### What is needed
Edit the material from the line with "cat's nose, locate" through the end of the material, changing "deepest" to "innermost" and keeping everything else the same. Give only those lines.

*** Material for the task

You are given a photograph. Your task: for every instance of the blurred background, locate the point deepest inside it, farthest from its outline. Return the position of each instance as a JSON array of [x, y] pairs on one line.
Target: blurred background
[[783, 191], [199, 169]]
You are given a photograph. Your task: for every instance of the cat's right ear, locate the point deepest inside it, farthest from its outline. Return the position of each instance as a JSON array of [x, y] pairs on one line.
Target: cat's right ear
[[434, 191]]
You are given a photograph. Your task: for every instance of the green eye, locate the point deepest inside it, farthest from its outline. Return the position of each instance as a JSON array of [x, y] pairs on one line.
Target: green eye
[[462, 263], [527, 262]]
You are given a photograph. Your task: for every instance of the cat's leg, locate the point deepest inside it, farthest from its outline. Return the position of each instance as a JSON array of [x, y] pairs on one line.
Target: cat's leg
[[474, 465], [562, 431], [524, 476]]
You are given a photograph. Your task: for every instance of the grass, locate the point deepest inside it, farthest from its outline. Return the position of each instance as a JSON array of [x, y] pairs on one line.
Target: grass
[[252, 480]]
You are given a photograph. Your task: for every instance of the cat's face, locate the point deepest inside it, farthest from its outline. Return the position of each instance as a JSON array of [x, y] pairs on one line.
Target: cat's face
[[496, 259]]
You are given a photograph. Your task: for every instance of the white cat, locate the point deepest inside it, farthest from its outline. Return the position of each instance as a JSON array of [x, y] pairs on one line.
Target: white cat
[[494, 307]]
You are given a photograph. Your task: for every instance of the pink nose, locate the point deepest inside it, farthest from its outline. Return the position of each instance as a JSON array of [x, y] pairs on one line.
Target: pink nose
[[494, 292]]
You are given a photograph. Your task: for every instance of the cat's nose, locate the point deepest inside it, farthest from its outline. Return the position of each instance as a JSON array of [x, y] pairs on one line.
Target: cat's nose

******

### Answer to the problem
You are given a photograph. Your task: for every instance of the cat's nose, locate the point innermost inside it, farthest from its outline. Return the position of each instance as a JSON array of [x, y] pairs on one line.
Target: cat's nose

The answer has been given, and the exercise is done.